**Exercise requirements:** Would you retype the records below exactly as they appear?

**Input material:**
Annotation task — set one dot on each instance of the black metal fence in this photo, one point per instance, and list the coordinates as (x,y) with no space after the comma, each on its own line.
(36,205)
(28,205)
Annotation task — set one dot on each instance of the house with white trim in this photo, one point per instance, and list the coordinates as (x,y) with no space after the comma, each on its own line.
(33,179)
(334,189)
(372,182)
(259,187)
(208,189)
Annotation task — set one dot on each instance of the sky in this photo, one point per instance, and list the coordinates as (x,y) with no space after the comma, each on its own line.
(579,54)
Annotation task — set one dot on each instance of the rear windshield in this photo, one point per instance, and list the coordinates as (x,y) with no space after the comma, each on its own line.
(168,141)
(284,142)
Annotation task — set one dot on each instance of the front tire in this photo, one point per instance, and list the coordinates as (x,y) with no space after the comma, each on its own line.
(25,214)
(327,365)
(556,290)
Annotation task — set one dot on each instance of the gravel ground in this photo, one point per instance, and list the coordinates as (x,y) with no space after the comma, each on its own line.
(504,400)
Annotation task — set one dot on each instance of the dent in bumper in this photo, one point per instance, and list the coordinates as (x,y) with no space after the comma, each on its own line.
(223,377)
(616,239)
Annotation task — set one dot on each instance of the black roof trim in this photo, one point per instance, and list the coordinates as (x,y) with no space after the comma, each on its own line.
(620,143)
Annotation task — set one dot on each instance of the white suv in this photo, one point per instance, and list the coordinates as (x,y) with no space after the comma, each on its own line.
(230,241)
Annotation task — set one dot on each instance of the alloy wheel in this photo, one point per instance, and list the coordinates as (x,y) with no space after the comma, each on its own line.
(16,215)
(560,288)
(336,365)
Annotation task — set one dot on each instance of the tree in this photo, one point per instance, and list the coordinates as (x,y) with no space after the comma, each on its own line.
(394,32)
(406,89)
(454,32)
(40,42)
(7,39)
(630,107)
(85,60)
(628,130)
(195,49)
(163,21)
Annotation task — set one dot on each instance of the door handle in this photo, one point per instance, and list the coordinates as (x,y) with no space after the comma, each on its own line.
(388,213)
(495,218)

**Your response:**
Annotation task — set one dot on each instance of the black metal fence in this photo, one point per instance, and list the coordinates as (x,y) with no space after the comma, each on its own line.
(36,205)
(28,205)
Annotation task — set one dot on each instance of the house with white trim in this photo, one point per instance, and list the coordinates as (x,y) with no space after the comma, each on its own line.
(33,179)
(334,189)
(372,182)
(259,187)
(208,189)
Annotation task — set one dot on each instance of the sky in this photo, one point per instance, and list the coordinates as (x,y) with no space after the comma, each on its own line.
(579,54)
Annotation task — set one dot on each instance of the rear windshield in this photo, one point per instance, and list the coordinates as (x,y) with no space after the comma, each on its own line.
(168,141)
(284,142)
Annotation task — set one dot on each instance of the front tire in this photo, one point per instance, and list the coordinates as (x,y) with no space after the comma, each on its own line.
(25,214)
(327,365)
(556,290)
Annotation task — set one dot on each instance of the gravel ground in this photo, one point per instance, and list the coordinates as (x,y) with no space after the comma, each on its own line.
(504,400)
Annotation task — set one dot on each instance of the dent in bumper in this photo, one point per instance, and list the coordinates as (x,y) with no space after the comma, each on its own line.
(223,377)
(616,239)
Annotation task — set one dot on each instance of the black roof trim in this photo, one point per instance, and list the coordinates as (x,y) with no space after the comma, each on its own line.
(620,143)
Annotation task — set one dot on each instance of the white suv in this photo, one point per instance, and list the coordinates as (x,y) with no space after the comma, each on its own line.
(230,241)
Annotation task — set one dot on each instance of the alloy wheel in this photo, one point per instance, and list the coordinates as (x,y) with no space after the comma, each on its own line.
(16,215)
(560,288)
(336,365)
Annotation task — set one dot on each instance of the tree in this photo, one point per instance, and list the coordinates as (x,y) with no space after the comma, each on its own line.
(394,32)
(406,89)
(454,32)
(40,42)
(7,39)
(630,107)
(85,60)
(628,130)
(195,49)
(163,21)
Annotation task — set one dot on each instance of the door handle in this photo, one point per instance, and list the coordinates as (x,y) with no space after the comma, each on its own line.
(388,213)
(495,218)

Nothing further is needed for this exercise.